━━━ GIVEN RECORDS ━━━

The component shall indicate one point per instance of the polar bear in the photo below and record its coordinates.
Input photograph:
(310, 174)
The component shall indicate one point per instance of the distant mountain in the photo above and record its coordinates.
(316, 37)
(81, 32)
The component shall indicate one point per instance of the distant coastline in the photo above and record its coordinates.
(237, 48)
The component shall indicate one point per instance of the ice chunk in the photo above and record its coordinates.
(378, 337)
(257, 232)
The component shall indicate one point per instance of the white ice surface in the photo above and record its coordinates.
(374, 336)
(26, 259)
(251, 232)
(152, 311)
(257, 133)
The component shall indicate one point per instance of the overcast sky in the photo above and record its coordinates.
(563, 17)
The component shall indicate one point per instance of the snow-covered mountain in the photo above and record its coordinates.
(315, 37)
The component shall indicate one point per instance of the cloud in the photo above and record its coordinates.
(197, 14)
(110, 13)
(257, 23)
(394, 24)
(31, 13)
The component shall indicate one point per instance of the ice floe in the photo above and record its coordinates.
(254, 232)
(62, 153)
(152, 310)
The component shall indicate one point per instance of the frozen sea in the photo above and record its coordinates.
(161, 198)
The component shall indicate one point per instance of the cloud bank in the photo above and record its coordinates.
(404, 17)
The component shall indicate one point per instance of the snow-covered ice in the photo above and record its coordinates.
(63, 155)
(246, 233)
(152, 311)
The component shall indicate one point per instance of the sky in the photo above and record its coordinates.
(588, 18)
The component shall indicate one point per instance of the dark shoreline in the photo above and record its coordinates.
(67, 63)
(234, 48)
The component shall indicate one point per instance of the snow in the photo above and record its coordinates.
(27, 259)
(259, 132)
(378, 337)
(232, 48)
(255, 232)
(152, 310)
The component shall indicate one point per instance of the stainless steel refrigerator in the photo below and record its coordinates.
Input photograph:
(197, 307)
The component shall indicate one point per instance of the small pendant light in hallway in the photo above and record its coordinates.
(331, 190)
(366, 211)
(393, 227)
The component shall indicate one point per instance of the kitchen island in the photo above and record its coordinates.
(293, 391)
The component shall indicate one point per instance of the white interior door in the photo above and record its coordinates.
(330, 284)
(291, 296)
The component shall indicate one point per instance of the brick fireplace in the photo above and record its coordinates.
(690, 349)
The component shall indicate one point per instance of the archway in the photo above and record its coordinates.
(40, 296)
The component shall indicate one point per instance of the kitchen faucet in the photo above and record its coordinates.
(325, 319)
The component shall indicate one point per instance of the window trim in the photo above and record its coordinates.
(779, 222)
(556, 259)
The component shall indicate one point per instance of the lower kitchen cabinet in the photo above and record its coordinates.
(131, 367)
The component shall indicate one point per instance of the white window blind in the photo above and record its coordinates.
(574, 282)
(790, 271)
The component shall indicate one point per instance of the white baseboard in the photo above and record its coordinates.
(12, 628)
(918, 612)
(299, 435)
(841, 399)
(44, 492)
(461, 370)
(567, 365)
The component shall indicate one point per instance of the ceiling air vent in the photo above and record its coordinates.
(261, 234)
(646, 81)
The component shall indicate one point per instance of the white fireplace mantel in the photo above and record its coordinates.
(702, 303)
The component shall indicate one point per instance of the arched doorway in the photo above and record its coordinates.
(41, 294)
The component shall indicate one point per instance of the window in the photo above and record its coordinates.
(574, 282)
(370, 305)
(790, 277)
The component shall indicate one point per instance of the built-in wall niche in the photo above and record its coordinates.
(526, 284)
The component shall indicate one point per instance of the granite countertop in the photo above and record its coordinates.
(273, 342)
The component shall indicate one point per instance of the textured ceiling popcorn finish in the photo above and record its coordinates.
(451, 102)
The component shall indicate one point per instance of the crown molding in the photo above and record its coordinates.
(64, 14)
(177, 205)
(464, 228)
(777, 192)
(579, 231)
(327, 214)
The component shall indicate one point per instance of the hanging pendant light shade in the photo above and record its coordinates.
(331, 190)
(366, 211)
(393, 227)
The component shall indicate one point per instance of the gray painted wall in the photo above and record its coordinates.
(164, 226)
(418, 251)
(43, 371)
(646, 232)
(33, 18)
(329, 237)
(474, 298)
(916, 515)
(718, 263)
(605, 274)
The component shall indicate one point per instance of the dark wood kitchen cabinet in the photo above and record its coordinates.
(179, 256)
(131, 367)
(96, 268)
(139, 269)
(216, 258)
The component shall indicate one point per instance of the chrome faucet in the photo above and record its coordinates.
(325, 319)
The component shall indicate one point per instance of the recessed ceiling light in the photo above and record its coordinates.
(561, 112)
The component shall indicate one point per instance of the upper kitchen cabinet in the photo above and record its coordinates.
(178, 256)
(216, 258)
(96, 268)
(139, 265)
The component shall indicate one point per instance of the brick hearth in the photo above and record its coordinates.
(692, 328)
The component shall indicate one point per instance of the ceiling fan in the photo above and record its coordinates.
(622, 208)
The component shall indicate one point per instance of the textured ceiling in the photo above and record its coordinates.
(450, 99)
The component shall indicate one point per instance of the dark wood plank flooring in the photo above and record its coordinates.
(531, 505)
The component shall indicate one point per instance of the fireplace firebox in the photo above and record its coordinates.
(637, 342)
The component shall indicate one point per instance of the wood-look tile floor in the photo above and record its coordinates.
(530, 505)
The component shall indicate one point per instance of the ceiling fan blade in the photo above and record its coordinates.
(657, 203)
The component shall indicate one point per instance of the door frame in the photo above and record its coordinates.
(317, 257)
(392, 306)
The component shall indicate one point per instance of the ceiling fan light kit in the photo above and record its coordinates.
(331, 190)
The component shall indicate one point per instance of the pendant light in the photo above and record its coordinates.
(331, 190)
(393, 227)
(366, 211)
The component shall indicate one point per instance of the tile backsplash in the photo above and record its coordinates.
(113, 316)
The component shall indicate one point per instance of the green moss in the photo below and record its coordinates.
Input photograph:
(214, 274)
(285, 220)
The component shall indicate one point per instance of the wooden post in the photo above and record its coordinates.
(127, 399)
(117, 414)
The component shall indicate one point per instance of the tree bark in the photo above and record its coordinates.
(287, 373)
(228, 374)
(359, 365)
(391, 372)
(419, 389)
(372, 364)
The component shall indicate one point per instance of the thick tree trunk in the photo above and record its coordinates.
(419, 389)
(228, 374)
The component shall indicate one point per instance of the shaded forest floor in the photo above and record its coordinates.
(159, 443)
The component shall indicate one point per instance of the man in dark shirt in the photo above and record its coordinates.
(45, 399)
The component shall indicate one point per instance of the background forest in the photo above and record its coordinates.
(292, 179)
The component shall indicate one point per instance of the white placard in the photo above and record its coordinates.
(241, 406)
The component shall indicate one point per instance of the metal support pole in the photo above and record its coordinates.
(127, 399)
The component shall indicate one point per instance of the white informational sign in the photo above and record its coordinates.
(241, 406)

━━━

Take the line that contains "ceiling fan light" and each line after it down to the last of the records, and retype them exactly; add nothing else.

EXERCISE RESPONSE →
The component shall indicate one point per instance of the ceiling fan light kit in the photo above and record its coordinates.
(331, 190)
The component shall indicate one point per instance of the pendant light in the photo above and record its coordinates.
(331, 190)
(393, 227)
(366, 211)
The component shall indicate one point per instance of the tile backsplash in the photo above and record its coordinates.
(113, 316)
The component shall indicate one point per instance of the green moss in the photo below and record its coordinates.
Input photograph:
(214, 274)
(285, 220)
The component shall indicate one point per instance of the wooden post in the photo above and record its coordinates.
(127, 399)
(117, 414)
The component shall indicate one point per instance of the tree bark in the photo above and record its coordinates.
(287, 373)
(228, 374)
(359, 365)
(391, 372)
(419, 389)
(372, 364)
The component shall indicate one point per instance of the thick tree trunk in the photo above and record its coordinates.
(419, 389)
(228, 374)
The component shall indicate one point per instance of the shaded forest floor in the photo above and record its coordinates.
(159, 443)
The component shall indicate one point per instance of the man in dark shirt in the photo above and record its coordinates.
(45, 399)
The component shall indicate one point per instance of the background forest in the photo above and record its coordinates.
(292, 179)
The component shall indicate one point per instance of the white placard in the photo above and record its coordinates.
(241, 406)
The component shall indicate one point per instance of the metal support pole in the photo above and record its coordinates.
(127, 399)
The component shall indicate one point per instance of the white informational sign in the photo above and record its coordinates.
(241, 406)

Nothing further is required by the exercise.